Photo courtesy of Global Giving

Sri Lanka has long been known for its positive human development indicators in the health sector including low infant mortality, low maternal mortality and good nutritional status of children. However, the past two years has seen a steady decline in the health and wellbeing of the majority of people as food prices rocket and there are shortages of essential food supplies.

Children are particularly hard hit. With the closure of schools for long periods children had no access to school feeding programmes while the supply of nutritional items such as thriposha had to halted for lack of funds.

It is expected that malnutrition will rise in the face of increased poverty and high food prices brought about by the economic crisis. Currently, the levels of poverty have risen bringing it to 14% from 6.7%. This amounts to 700,000 families out of approximately 4.9 million who are “nutritionally at risk”.

“Families are skipping regular meals as staple foods become unaffordable. Children are going to bed hungry, unsure of where their next meal will come from – in a country which already had South Asia’s second highest rate of severe acute malnutrition…Almost half of children in Sri Lanka already require some form of emergency assistance,” said George Laryea-Adjei, UNICEF Regional Director for South Asia, after a recent visit to the country.

UNICEF ranked Sri Lanka sixth in underweight children under five years of age and second among the countries facing severe malnutrition in South Asia. However Health Ministry Secretary Janaka Sri Chandraguptha dismissed the UNICEF report, saying that he was not satisfied with the data used to compile it. A national survey conducted by the Medical Research Institute in 2021 found that the malnutrition status of children under five years of age had actually decreased by 13.2 percent, he pointed out.

A statement by the Sri Lanka Medical Nutrition Association, the Nutrition Society of Sri Lanka, the Dieticians’ Association and the Scaling Up Nutrition (SUN) People’s Forum said that before the current crisis, Sri Lanka had the least number of stunted children under five years in South Asia with a prevalence of 11.5% (Stunting denotes low height for age as a result of chronic malnutrition).

DATASET EXTRACT
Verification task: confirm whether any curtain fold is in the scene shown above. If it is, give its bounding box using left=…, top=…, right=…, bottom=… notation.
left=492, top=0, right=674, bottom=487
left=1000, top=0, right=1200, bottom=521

PROBLEM DETAILS
Please transcribe part of the text on child malnutrition in Sri Lanka, beginning at the words "Photo courtesy of" and stopping after "lack of funds.".

TASK SOLUTION
Photo courtesy of Global Giving

Sri Lanka has long been known for its positive human development indicators in the health sector including low infant mortality, low maternal mortality and good nutritional status of children. However, the past two years has seen a steady decline in the health and wellbeing of the majority of people as food prices rocket and there are shortages of essential food supplies.

Children are particularly hard hit. With the closure of schools for long periods children had no access to school feeding programmes while the supply of nutritional items such as thriposha had to halted for lack of funds.